*DOCUMENT SEGMENT*
Drawing upon relevant postcolonial photography theory in order to produce a phenomenological interpretation of Stevenson’s photographic practice, I am especially inspired by Stevenson’s own philosophical sensitivity to embodied vision. In his text, Stevenson represents his vision as subjective and as intricately connected to his sense perception. Instead of experiencing his eye as disembodied and authoritative, he is keenly aware that vision—like touch and smell—allows for a physical immersion in the Pacific. For instance when sailing through the archipelago, unable to locate the source of “regulgent and revolving lights”, instead he interiorizes them as “light-houses of the mind or of the wearied optic nerve, solemnly shining and winking as we passed”.[36] In this case, the “mind” is analogized with “the optic nerve”: both are understood as components of the same physiology; Carteisan duality is replaced by experiential and modern conception of sight.


In light of this, I will read a series of Stevenson’s photographs, in order to demonstrate how his photographic practice narrows the distance between Stevenson and his photographic subject, and thus reverses the familiar expectations about colonial photography. Furthermore, because these photographs were produced with a written text in mind I believe that they must be considered within their intended textual surroundings.[37] This photographic series has never been published as a series, and has never been placed under any scrutiny, even though it is clear from the Yale manuscript and from notes made in the margins of the photograph album that they were intended as accompaniments to passages from In the South Seas.

*PROVIDED RECORDS*
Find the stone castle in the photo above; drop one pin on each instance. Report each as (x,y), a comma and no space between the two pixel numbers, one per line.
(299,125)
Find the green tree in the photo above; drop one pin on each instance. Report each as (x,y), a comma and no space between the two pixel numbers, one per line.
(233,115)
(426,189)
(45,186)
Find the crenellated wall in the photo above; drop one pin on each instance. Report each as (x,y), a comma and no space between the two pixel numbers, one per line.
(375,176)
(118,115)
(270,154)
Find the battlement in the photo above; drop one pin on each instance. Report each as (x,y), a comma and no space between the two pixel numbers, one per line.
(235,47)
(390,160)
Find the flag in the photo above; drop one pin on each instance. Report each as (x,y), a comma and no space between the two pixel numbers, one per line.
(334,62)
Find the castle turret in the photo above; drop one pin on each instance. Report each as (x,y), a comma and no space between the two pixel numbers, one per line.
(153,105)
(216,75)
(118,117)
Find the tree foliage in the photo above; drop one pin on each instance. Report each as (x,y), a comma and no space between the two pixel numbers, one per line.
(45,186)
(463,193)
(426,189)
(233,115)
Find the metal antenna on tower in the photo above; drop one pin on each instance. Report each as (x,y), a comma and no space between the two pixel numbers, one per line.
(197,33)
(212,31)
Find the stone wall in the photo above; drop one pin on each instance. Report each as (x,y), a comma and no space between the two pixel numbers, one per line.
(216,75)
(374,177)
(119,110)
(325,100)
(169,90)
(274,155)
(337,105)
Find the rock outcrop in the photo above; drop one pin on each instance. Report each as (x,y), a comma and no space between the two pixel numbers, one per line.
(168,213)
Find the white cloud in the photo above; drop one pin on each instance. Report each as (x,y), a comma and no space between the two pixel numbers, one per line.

*TASKS TO PERFORM*
A. In the stretch of the listing from the line containing "Find the rock" through the end of the listing, rename "rock outcrop" to "boulder". Give those lines again with nothing else changed.
B. Extend the passage on Stevenson's photographic practice by picking up right after its final sentence.

*ANSWERS IN ORDER*
A.
Find the boulder in the photo above; drop one pin on each instance. Report each as (x,y), a comma and no space between the two pixel numbers, one per line.
(168,213)
Find the white cloud in the photo above; drop one pin on each instance. Report each as (x,y), a comma and no space between the two pixel numbers, one per line.

B.
In Melanesia Stevenson spent a couple of months on the island of Butaritari. Describing this visit, David Farrier has recently argued that because Stevenson was working on his diary he “fails to initiate the reciprocal relationship he desires”, thus writing is a “consistent obstacle to his efforts to be received among the island people, to enter into an attitude of reciprocity”.[38] Farrier’s hypothesis of failed reciprocity, however, remains inadequate since it does not account for the fact that while Stevenson was writing he was also busily photographing Butaritari’s islanders. In fact, the lengthy episode of the Butaritari dance competition that is recounted in In the South Seas possesses a photographic counterpart. These photographs—which Farrier does not mention—raise the question of the relationship between Stevenson’s written and photographic representation of the Butaritari dance.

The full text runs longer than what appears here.